■ **WHAT YOU HAVE TO DO**
Change every instance of "above picture" in the records below to "above image", and leave everything else unchanged.

■ **EXERCISE MATERIAL**
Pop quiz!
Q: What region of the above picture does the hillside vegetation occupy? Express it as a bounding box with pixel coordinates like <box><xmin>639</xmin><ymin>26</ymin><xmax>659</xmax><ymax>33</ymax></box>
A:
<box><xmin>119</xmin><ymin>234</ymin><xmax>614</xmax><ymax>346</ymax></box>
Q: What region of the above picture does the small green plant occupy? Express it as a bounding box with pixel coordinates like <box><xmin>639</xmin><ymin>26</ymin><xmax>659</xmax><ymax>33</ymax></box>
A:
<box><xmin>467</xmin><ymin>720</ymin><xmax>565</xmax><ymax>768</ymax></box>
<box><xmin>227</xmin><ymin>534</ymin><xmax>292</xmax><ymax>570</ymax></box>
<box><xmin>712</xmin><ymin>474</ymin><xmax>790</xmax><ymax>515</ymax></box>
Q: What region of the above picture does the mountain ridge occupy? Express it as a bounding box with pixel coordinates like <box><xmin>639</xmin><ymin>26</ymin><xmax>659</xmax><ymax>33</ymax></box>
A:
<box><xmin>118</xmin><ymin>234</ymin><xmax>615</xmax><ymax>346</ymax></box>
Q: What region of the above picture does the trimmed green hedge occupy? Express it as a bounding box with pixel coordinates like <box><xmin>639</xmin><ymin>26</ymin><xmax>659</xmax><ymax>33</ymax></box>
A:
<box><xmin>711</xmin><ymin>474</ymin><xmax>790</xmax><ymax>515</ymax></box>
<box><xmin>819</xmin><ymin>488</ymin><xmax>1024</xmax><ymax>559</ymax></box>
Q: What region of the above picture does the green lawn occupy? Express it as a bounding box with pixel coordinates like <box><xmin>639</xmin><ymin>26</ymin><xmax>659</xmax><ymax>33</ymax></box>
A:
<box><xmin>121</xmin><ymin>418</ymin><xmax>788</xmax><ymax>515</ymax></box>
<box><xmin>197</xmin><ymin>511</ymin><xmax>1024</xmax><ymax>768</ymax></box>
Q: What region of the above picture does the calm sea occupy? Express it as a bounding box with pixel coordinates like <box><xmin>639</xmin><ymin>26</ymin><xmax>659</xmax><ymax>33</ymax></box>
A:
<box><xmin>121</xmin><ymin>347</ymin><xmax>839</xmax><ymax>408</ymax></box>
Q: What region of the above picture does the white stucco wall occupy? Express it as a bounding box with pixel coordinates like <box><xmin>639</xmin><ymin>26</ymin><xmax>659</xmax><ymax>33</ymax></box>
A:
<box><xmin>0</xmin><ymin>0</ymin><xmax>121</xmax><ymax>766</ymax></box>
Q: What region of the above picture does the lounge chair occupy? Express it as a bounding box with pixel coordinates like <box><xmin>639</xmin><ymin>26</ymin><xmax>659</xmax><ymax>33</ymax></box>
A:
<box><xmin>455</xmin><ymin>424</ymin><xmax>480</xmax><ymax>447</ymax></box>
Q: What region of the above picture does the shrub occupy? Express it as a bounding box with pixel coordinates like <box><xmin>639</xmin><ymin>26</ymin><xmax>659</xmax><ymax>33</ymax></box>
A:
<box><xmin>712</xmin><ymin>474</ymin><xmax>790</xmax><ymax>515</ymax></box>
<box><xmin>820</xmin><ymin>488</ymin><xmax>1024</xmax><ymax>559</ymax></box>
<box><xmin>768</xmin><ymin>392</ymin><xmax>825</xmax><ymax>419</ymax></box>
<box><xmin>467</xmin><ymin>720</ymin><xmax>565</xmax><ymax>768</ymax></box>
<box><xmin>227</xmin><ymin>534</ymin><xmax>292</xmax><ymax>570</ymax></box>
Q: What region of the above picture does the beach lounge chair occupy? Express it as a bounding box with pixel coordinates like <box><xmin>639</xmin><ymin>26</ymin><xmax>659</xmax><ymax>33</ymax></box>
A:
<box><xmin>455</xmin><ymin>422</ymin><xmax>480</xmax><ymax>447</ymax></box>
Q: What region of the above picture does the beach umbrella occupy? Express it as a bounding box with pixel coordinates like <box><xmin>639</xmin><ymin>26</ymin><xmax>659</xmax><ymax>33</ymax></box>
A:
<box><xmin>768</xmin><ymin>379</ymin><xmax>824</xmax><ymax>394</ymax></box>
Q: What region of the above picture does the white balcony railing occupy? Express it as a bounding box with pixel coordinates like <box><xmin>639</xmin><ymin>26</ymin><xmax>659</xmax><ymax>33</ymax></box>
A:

■ **ANSWER BELOW**
Pop quiz!
Q: What region of the above image does the hillside vegetation occupy? Express it as a bounding box with pixel coordinates like <box><xmin>639</xmin><ymin>26</ymin><xmax>659</xmax><ymax>33</ymax></box>
A:
<box><xmin>119</xmin><ymin>234</ymin><xmax>614</xmax><ymax>346</ymax></box>
Q: What region of the above image does the small green plant occupy? Express it as a bounding box with pixel coordinates like <box><xmin>639</xmin><ymin>26</ymin><xmax>659</xmax><ymax>33</ymax></box>
A:
<box><xmin>467</xmin><ymin>720</ymin><xmax>565</xmax><ymax>768</ymax></box>
<box><xmin>227</xmin><ymin>534</ymin><xmax>292</xmax><ymax>570</ymax></box>
<box><xmin>712</xmin><ymin>474</ymin><xmax>790</xmax><ymax>515</ymax></box>
Q: What region of the above image does the mountain ridge occupy? Express it as a bounding box with pixel coordinates like <box><xmin>639</xmin><ymin>26</ymin><xmax>659</xmax><ymax>33</ymax></box>
A:
<box><xmin>118</xmin><ymin>234</ymin><xmax>615</xmax><ymax>346</ymax></box>
Q: What region of the above image does the trimmed green hedge occupy? Express it as a bounding box with pixel coordinates like <box><xmin>639</xmin><ymin>26</ymin><xmax>659</xmax><ymax>33</ymax></box>
A:
<box><xmin>711</xmin><ymin>474</ymin><xmax>790</xmax><ymax>515</ymax></box>
<box><xmin>819</xmin><ymin>488</ymin><xmax>1024</xmax><ymax>559</ymax></box>
Q: What region of the above image does the green lawn occupy? Express it as a bounding box with pixel coordinates like <box><xmin>639</xmin><ymin>26</ymin><xmax>659</xmax><ymax>33</ymax></box>
A:
<box><xmin>121</xmin><ymin>418</ymin><xmax>788</xmax><ymax>515</ymax></box>
<box><xmin>197</xmin><ymin>511</ymin><xmax>1024</xmax><ymax>768</ymax></box>
Q: What region of the above image does the calm sea occupy? Express it as a bounding box with pixel coordinates like <box><xmin>639</xmin><ymin>26</ymin><xmax>659</xmax><ymax>33</ymax></box>
A:
<box><xmin>121</xmin><ymin>347</ymin><xmax>839</xmax><ymax>408</ymax></box>
Q: What region of the above image does the white stucco wall occupy? Express it as a bounding box with pixel coordinates like <box><xmin>639</xmin><ymin>26</ymin><xmax>659</xmax><ymax>33</ymax></box>
A:
<box><xmin>0</xmin><ymin>0</ymin><xmax>121</xmax><ymax>766</ymax></box>
Q: What region of the above image does the lounge chair occupy? Express it as a bounding box with pixel coordinates like <box><xmin>639</xmin><ymin>26</ymin><xmax>659</xmax><ymax>33</ymax></box>
A:
<box><xmin>455</xmin><ymin>424</ymin><xmax>480</xmax><ymax>447</ymax></box>
Q: What region of the above image does the shrub occupy? Express it as a bounding box with pixel coordinates like <box><xmin>639</xmin><ymin>26</ymin><xmax>659</xmax><ymax>33</ymax></box>
A:
<box><xmin>712</xmin><ymin>474</ymin><xmax>790</xmax><ymax>515</ymax></box>
<box><xmin>820</xmin><ymin>488</ymin><xmax>1024</xmax><ymax>559</ymax></box>
<box><xmin>768</xmin><ymin>392</ymin><xmax>825</xmax><ymax>419</ymax></box>
<box><xmin>467</xmin><ymin>720</ymin><xmax>565</xmax><ymax>768</ymax></box>
<box><xmin>227</xmin><ymin>534</ymin><xmax>292</xmax><ymax>570</ymax></box>
Q: What region of the above image does the beach lounge chair occupy? Express it as a bounding box with pixel coordinates like <box><xmin>639</xmin><ymin>26</ymin><xmax>659</xmax><ymax>33</ymax></box>
A:
<box><xmin>455</xmin><ymin>422</ymin><xmax>480</xmax><ymax>447</ymax></box>
Q: What region of the above image does the beach umbrella occupy? Express it as a bounding box with pixel coordinates like <box><xmin>639</xmin><ymin>26</ymin><xmax>659</xmax><ymax>33</ymax></box>
A:
<box><xmin>768</xmin><ymin>379</ymin><xmax>824</xmax><ymax>394</ymax></box>
Q: What region of the above image does the white balcony railing occupy? Express it as a bounding box with pixel coordinates like <box><xmin>639</xmin><ymin>26</ymin><xmax>659</xmax><ymax>33</ymax></box>
A:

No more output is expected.